**Your instructions:** From the entries below, transcribe exactly the lines between the line holding "[[707, 207], [3, 811]]" and the line holding "[[428, 489], [60, 45], [912, 588], [601, 164]]", inclusive; skip all other lines.

(Stored data entries)
◆ ◆ ◆ ◆ ◆ ◆ ◆

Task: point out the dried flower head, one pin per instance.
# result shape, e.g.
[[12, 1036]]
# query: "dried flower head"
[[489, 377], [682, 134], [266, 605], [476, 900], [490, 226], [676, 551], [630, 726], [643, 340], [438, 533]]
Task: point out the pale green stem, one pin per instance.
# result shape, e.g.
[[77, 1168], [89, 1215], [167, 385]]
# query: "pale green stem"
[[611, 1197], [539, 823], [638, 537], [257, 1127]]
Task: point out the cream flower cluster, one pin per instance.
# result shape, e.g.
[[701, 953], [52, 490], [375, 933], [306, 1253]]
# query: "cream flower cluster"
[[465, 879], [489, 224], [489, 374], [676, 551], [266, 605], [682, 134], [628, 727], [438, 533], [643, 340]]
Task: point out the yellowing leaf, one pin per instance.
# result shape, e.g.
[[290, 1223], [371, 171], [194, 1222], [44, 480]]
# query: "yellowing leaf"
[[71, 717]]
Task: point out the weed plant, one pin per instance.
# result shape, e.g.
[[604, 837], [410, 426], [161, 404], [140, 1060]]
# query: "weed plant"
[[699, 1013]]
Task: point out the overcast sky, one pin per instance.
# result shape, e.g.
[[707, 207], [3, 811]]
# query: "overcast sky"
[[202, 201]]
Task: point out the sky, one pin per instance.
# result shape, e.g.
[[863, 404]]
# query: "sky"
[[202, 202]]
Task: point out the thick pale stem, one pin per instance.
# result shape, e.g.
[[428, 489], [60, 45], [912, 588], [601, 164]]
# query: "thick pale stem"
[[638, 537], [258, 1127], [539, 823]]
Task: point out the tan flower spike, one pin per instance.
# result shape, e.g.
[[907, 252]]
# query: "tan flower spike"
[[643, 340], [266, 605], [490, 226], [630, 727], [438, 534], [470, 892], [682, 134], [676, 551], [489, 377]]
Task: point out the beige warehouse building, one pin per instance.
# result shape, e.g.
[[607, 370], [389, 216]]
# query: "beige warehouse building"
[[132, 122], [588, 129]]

◆ ◆ ◆ ◆ ◆ ◆ ◆

**Your solution:**
[[707, 207], [3, 811]]
# query: "overcast sky"
[[202, 201]]
Task: point out the sky, one pin per instance.
# result shape, e.g.
[[863, 404]]
# query: "sky"
[[202, 202]]
Task: point out the thick pale stem, one pin per instance.
# result shape, e.g.
[[428, 489], [60, 45], [912, 588], [601, 164]]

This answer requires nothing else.